**WRITTEN EXERCISE:** Filter the rows below and copy every line that contains the word "potted". Matching is case-sensitive.

-- BEGIN RECORDS FOR THIS TASK --

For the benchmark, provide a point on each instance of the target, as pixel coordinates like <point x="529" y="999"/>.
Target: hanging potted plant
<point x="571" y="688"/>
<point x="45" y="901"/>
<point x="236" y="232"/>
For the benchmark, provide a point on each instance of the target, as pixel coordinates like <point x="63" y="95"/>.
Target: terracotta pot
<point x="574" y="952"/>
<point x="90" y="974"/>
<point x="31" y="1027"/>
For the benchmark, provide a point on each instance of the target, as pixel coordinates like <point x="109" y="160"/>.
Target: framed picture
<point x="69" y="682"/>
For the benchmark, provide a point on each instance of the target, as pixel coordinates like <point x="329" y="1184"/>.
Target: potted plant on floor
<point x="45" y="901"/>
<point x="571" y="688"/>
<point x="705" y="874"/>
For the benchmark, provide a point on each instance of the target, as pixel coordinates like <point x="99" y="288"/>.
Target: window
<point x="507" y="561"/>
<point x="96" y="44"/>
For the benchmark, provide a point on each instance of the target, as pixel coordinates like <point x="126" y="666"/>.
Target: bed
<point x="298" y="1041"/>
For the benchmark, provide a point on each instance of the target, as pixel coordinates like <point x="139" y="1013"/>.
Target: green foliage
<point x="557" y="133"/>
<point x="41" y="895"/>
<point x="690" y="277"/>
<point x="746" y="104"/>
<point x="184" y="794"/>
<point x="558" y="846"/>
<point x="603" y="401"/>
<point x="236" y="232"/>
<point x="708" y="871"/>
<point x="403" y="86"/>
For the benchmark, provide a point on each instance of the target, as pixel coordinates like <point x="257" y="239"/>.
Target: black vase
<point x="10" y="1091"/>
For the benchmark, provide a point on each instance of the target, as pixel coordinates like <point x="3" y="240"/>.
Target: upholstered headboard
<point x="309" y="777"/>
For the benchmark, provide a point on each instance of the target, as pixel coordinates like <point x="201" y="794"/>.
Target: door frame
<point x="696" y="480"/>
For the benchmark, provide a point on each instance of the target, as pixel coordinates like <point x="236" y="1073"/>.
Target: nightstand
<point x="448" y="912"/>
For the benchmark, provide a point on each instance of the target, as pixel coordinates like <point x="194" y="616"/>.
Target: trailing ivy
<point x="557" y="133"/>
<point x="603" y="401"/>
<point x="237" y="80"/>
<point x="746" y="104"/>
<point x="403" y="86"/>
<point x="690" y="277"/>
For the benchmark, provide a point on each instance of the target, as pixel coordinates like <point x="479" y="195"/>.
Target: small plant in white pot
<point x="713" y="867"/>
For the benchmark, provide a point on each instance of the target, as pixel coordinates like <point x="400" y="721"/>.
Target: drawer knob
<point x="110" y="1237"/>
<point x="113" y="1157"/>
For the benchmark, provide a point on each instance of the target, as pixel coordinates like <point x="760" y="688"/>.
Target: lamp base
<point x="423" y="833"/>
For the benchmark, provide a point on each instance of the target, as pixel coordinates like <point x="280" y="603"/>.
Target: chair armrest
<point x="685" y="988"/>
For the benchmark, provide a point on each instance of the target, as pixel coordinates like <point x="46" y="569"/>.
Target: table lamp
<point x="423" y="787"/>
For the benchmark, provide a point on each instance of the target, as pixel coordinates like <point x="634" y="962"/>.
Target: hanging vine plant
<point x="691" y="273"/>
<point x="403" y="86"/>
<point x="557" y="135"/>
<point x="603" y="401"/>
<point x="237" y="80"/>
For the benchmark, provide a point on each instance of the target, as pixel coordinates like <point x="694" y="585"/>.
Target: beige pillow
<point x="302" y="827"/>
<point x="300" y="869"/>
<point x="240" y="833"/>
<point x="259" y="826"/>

-- END RECORDS FOR THIS TASK --

**OUTPUT BELOW:**
Target: hanging potted plant
Target: potted plant on floor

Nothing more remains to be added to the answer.